(INPUT DATA begins)
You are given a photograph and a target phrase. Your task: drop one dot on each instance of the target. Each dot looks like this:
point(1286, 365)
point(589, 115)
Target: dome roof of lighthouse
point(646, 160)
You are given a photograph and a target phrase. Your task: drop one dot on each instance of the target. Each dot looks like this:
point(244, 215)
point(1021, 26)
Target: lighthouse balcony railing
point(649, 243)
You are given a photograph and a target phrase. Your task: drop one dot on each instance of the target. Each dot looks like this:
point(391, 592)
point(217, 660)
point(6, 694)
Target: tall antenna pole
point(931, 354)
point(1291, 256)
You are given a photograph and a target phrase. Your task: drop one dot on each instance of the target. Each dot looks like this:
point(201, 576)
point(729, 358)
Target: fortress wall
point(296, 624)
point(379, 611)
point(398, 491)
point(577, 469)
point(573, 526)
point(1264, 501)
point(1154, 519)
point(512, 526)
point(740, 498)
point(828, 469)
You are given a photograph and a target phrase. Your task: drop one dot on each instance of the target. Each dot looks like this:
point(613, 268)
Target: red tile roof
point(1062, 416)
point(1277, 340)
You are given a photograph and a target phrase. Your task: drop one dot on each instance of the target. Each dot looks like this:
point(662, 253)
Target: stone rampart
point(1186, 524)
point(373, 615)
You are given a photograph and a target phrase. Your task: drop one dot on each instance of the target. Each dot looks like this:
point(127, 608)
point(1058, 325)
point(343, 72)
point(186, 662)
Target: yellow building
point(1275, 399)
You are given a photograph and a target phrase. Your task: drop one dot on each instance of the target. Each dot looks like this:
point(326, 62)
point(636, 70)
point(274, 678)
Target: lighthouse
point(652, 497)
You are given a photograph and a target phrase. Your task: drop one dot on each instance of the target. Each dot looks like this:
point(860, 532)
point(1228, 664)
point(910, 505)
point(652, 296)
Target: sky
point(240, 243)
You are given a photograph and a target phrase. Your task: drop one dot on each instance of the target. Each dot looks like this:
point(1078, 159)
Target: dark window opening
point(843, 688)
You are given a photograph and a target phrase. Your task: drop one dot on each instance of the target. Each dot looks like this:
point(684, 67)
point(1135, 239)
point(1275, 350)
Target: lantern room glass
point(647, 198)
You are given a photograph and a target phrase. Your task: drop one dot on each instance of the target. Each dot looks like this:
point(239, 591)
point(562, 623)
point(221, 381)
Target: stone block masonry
(INPUT DATA ends)
- ACTIVITY -
Retype each record, matching it exactly.

- OUTPUT OF THE TASK -
You are given a photograph and a target phrase. Your task: drop one dot on each instance of the target. Each dot looks like this:
point(1286, 365)
point(589, 115)
Target: dome roof of lighthouse
point(646, 160)
You are given a photograph and a target phrase. Your task: drop one dot on each instance of the target. Each dot looks like this:
point(244, 215)
point(1021, 26)
Target: lighthouse balcony railing
point(649, 243)
You are given a photograph and a target phrase. Your task: drop one dot on each instance of the target. Each dot looks like this:
point(391, 592)
point(217, 660)
point(6, 694)
Target: tall antenna pole
point(931, 354)
point(1291, 256)
You are given a photograph and a target phrase. Your task: drop one dot on each instance of the target. Each dot looks like this:
point(201, 576)
point(729, 358)
Target: fortress wall
point(296, 624)
point(379, 611)
point(398, 491)
point(577, 469)
point(573, 526)
point(1264, 501)
point(1154, 519)
point(512, 526)
point(740, 498)
point(828, 469)
You are given a photograph and a target phrase. Your task: drop one dot on each instance of the target. Each dot looks like this:
point(613, 268)
Target: red tile roof
point(1062, 416)
point(1277, 340)
You are given a photograph and a target phrase. Your task: drop one dot on each instance of the target. Each dot looks like this:
point(662, 253)
Target: stone rampart
point(1186, 524)
point(373, 615)
You are given a photograph and a target phrase. Your task: drop one dot on each instance of the target. Each dot looks like this:
point(127, 608)
point(1058, 325)
point(343, 72)
point(186, 662)
Target: yellow building
point(1275, 399)
You are given a photograph and a target phrase. Your task: drop one dot on each instance of the target. Each dot looks like this:
point(326, 62)
point(636, 70)
point(274, 678)
Target: lighthouse
point(652, 497)
You are given a photograph and a target phrase. Your task: drop one dot on each instance of the target. Each dot looks like this:
point(860, 532)
point(1228, 664)
point(910, 505)
point(652, 296)
Target: sky
point(240, 243)
You are given a photograph and a target phrase. Your task: drop one dot on each instance of the target. Each dot looks like this:
point(1078, 159)
Target: dark window opening
point(843, 688)
You are given a photograph and a target phrase. Your task: drop one dot on each instance of the target. Each dot looks like this:
point(684, 67)
point(1135, 239)
point(1275, 350)
Target: lantern room glass
point(647, 198)
You are given a photograph and a target phrase. Your task: drop one dot on each instance of the target. Each dot looks like this:
point(239, 591)
point(562, 623)
point(221, 381)
Target: stone block masonry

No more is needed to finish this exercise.